*本文*:
--
そこで、あるスタッフに当時の自分と同様の悩みを打ち明けられました。
「仕事に壁を感じている。自分のキャリアパスが描けない。」
そのスタッフも30歳手前、プライベートでは出産を間近に控えています。続けてスタッフは言います。
「今、消耗の方が多いです。」
実は仕事には「蓄積できる仕事」と「消耗する仕事」の2種類があります。
蓄積とは、仕事をすればするほど自分の中に価値が貯まることを指します。
例えばスキルであったり、人脈であったり、実績であったりします。
逆に消耗とは、仕事をすればするほど自分から失われることを指します。
よく言われるのは、精神的な側面ですが、最も大きな消耗は「時間」です。
仕事が非生産的で、つまらなく、スキルもつかないものであった場合、それらは真の意味で時間の無駄遣いであり「人生の消耗」と言い換えてもいいでしょう。
そのスタッフは「人生を消耗している」と感じていました。
もちろん、今の仕事が、単調な作業で「消耗」していると感じていたとしても、効率面など見直すべきところはいずれかにあります。
全てが消耗というわけではありません。
しかし、総合的に「蓄積」と「消耗」のバランスは、キャリアパスの上では非常に重要です。
クリエイティブ業界のスキルとキャリアの関係性は強く、業界で生き残り続けるためには、日々の“目に見えない成長”は特に重要なのです。
実は、最近お会いしたフリーのデザイナーさんも、この辺りの話をしていました。
--
*データ行*:
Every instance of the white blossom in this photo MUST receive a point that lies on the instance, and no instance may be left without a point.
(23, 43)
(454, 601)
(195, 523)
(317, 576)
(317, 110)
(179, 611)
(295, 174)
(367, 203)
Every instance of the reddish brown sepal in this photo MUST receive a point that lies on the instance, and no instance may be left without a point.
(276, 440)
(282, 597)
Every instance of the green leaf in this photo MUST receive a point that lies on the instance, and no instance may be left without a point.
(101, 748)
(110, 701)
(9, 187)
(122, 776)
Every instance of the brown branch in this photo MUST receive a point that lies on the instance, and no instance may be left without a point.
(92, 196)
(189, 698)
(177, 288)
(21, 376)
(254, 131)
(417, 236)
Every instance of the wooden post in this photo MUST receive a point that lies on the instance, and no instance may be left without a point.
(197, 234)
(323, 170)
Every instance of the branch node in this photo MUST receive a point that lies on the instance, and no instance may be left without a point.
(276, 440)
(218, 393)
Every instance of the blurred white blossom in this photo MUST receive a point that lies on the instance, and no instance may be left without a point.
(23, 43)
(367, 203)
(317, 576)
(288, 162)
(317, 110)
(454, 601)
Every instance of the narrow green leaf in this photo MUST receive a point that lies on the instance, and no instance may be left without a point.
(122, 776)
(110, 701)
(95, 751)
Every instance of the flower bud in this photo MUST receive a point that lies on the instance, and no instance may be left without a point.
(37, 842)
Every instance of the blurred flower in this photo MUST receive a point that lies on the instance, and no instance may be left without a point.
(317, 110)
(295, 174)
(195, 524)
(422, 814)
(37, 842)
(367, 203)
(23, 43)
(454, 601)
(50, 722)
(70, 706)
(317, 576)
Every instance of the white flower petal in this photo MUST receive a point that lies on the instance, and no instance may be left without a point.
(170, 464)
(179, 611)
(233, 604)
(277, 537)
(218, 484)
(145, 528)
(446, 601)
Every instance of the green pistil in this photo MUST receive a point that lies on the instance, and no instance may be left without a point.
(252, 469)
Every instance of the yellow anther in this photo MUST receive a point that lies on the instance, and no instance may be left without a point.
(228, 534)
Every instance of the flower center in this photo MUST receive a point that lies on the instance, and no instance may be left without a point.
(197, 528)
--
*取り組む課題*:
1: 本文のうち、「よく言われるのは、精神的な側面ですが、最も大きな消耗は「時間」です。」から始まり「ところはいずれかにあります。」で終わる部分を、一字一句違えずにそのまま書き写しなさい。
2: 本文によると、仕事における最も大きな消耗は何ですか。
3: 仕事の「蓄積」と「消耗」を論じた本文の続きを、最後の文の後から書き継ぎなさい。
項目は本文を扱う作業には一切関係しません。

*演習の結果*:
1:
よく言われるのは、精神的な側面ですが、最も大きな消耗は「時間」です。
仕事が非生産的で、つまらなく、スキルもつかないものであった場合、それらは真の意味で時間の無駄遣いであり「人生の消耗」と言い換えてもいいでしょう。
そのスタッフは「人生を消耗している」と感じていました。
もちろん、今の仕事が、単調な作業で「消耗」していると感じていたとしても、効率面など見直すべきところはいずれかにあります。

2: 最も大きな消耗は「時間」です。

3:
デザインをする際にアイデアを“引き出し”という表現をしますが、その方は
「今は自分の引き出し内のクリエイティブしか生み出せていない」
と自身の仕事に疑問を感じていました。
結局のところ「フリー」か「会社づとめ」かは関係なく、大切なのは、今使っている時間が、将来にとって消耗なのか蓄積なのかです。
「時間」を消耗しないために
時間は全ての人に平等、有限であり消耗品です。
そして、仕事は時として「単なる消耗」につながりやすいです。
例えば
◎誰でも(部下でも)できる仕事をしている
◎関係の薄いプロジェクトの会議に参加しいる
◎毎日遠方から通勤している
といったことです。
肝心なのは「時間の使い方」を真剣に吟味することです。
例えば、部下に仕事を振ること、無用な会議には極力参加しないこと、リモートワークを導入すること。
そういったちょっとした工夫で、時間を消耗せずに蓄積することは可能です。
こういった些細なことを解消することで、細切れとなっていた時間にまとまりができ、アウトプットの質が向上します。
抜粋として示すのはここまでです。